[Object position labeling entries]

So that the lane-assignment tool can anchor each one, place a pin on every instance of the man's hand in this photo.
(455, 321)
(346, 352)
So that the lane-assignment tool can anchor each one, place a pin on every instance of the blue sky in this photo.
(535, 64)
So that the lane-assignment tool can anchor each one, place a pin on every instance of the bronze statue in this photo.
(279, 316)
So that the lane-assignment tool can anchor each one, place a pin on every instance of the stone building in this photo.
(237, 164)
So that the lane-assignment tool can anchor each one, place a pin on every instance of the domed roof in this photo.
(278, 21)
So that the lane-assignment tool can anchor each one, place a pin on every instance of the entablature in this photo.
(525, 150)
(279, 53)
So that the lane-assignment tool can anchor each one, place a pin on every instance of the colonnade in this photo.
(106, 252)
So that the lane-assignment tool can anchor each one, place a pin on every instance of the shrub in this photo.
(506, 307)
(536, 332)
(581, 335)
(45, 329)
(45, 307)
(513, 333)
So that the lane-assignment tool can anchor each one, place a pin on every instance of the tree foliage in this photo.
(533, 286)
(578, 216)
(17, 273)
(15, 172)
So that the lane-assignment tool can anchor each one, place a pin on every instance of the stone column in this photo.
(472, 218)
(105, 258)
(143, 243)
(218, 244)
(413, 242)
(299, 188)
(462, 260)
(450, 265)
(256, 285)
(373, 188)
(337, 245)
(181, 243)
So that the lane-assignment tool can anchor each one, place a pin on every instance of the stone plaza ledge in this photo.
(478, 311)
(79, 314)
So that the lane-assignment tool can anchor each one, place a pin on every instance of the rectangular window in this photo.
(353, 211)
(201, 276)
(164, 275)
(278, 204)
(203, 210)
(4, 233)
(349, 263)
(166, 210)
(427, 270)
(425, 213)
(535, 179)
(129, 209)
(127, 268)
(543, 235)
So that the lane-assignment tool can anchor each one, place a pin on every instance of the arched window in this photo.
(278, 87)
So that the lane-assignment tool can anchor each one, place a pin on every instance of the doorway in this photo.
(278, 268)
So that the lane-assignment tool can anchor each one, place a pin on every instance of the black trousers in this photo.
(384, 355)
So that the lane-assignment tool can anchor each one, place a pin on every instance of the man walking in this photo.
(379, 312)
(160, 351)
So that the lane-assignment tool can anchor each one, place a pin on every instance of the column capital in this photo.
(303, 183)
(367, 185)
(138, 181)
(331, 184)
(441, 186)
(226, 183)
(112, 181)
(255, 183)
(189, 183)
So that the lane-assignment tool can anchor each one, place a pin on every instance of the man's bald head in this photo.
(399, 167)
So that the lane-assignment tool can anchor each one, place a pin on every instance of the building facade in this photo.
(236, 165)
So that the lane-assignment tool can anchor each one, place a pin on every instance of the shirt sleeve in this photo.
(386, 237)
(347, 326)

- Do this: Copy out all of the data exactly, leaving nothing out.

- Exercise result:
So that the lane-assignment tool can anchor each one, place a pin on every instance of the man's hand in this photo.
(455, 321)
(346, 352)
So that the lane-assignment tool can anchor each one, place a pin on every instance of the blue sky in this photo.
(535, 64)
So that the lane-assignment tool can anchor each one, place a pin on every instance of the bronze statue in this photo.
(279, 316)
So that the lane-assignment tool can anchor each one, place a pin on every instance of the stone building in this photo.
(237, 164)
So that the lane-assignment tool can anchor each one, place a pin on every instance of the domed roof in this photo.
(278, 21)
So that the lane-assignment tool can anchor each one, place a pin on every instance of the entablature in this photo.
(525, 150)
(279, 53)
So that the lane-assignment tool can anchor each one, place a pin on every instance of the colonnade in this photo.
(106, 252)
So that the lane-assignment tool can anchor each one, place a pin on every instance of the shrub in this photo.
(506, 307)
(536, 332)
(581, 335)
(45, 329)
(45, 307)
(513, 333)
So that the lane-assignment tool can anchor each one, place a pin on every instance of the tree foliage in this photo.
(533, 286)
(578, 216)
(17, 273)
(15, 172)
So that the lane-assignment tool can anchor each one, place a pin on every instance of the stone column in this photo.
(472, 218)
(105, 258)
(143, 243)
(218, 244)
(413, 242)
(299, 188)
(462, 260)
(450, 265)
(256, 285)
(373, 188)
(337, 245)
(181, 243)
So that the lane-assignment tool can anchor each one, place a pin on every instance of the stone plaza ledge in this photo.
(478, 311)
(79, 314)
So that the lane-assignment tool can anchor each one, place a pin on every instance of the rectangular window in this photo.
(353, 211)
(201, 276)
(164, 275)
(278, 204)
(203, 210)
(4, 233)
(349, 263)
(166, 210)
(427, 270)
(425, 213)
(535, 179)
(129, 209)
(127, 268)
(543, 235)
So that the lane-assignment tool can anchor each one, place a pin on every instance of the arched window in this photo.
(278, 87)
So that the lane-assignment tool can anchor each one, place a pin on every instance of the doorway in this photo.
(278, 268)
So that the lane-assignment tool can anchor each one, place a pin on every instance of the black trousers in this photo.
(384, 355)
So that the lane-assignment tool can anchor each one, place a pin on every instance of the man walking in this photo.
(379, 312)
(160, 351)
So that the lane-assignment tool can anchor each one, place a pin on every instance of the column capital in this photo.
(303, 183)
(367, 185)
(138, 181)
(331, 184)
(441, 186)
(226, 183)
(112, 181)
(255, 183)
(189, 183)
So that the lane-assignment tool can anchor each one, place a pin on every instance of the man's bald head in this photo.
(399, 167)
So that the lane-assignment tool can anchor each one, place a pin on every instance of the building facade in this photo.
(236, 165)
So that the lane-assignment tool can anchor each one, place a pin on every instance of the shirt sleeve in this photo.
(386, 237)
(347, 326)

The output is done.